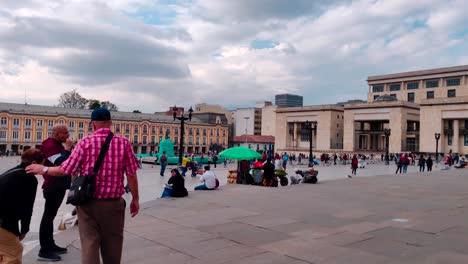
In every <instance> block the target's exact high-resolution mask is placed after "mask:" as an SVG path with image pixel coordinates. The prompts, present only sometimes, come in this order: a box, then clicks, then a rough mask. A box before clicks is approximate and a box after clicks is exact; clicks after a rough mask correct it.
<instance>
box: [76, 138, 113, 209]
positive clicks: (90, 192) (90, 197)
mask: <svg viewBox="0 0 468 264" xmlns="http://www.w3.org/2000/svg"><path fill="white" fill-rule="evenodd" d="M113 137H114V134H113V133H112V132H110V133H109V135H108V136H107V138H106V142H105V143H104V145H102V147H101V151H100V152H99V156H98V159H97V160H96V163H94V168H93V173H92V174H91V175H83V176H80V177H77V178H76V179H74V180H73V182H72V183H71V186H70V190H69V191H68V196H67V204H72V205H74V206H79V205H84V204H87V203H88V202H89V201H91V200H92V199H93V197H94V191H95V188H96V175H97V173H98V172H99V168H100V167H101V164H102V161H103V160H104V157H105V156H106V153H107V150H109V144H110V142H111V140H112V138H113Z"/></svg>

☆ ☆ ☆

▸ What you have to do: Your job is to repeat every entry exactly, keeping all pictures out of the copy.

▸ Worked solution:
In every <instance> block the target's exact high-resolution mask is placed after "mask:" as an SVG path with image pixel coordinates. The prompts, present only sometimes, come in this order: a box, then clicks, then a rough mask. A box before clicks is approximate and a box after clicks is exact; clicks after a rough mask correct it.
<instance>
box: [76, 138, 113, 209]
positive clicks: (90, 192) (90, 197)
mask: <svg viewBox="0 0 468 264" xmlns="http://www.w3.org/2000/svg"><path fill="white" fill-rule="evenodd" d="M113 137H114V134H113V133H112V132H110V133H109V135H108V136H107V138H106V142H105V143H104V145H102V147H101V151H100V152H99V156H98V159H97V160H96V163H94V168H93V173H92V174H91V175H83V176H80V177H77V178H76V179H74V180H73V182H72V183H71V186H70V190H69V191H68V196H67V204H72V205H74V206H79V205H84V204H87V203H88V202H89V201H91V200H92V199H93V197H94V191H95V188H96V175H97V173H98V172H99V168H100V167H101V164H102V161H103V160H104V157H105V156H106V153H107V150H109V144H110V142H111V140H112V138H113Z"/></svg>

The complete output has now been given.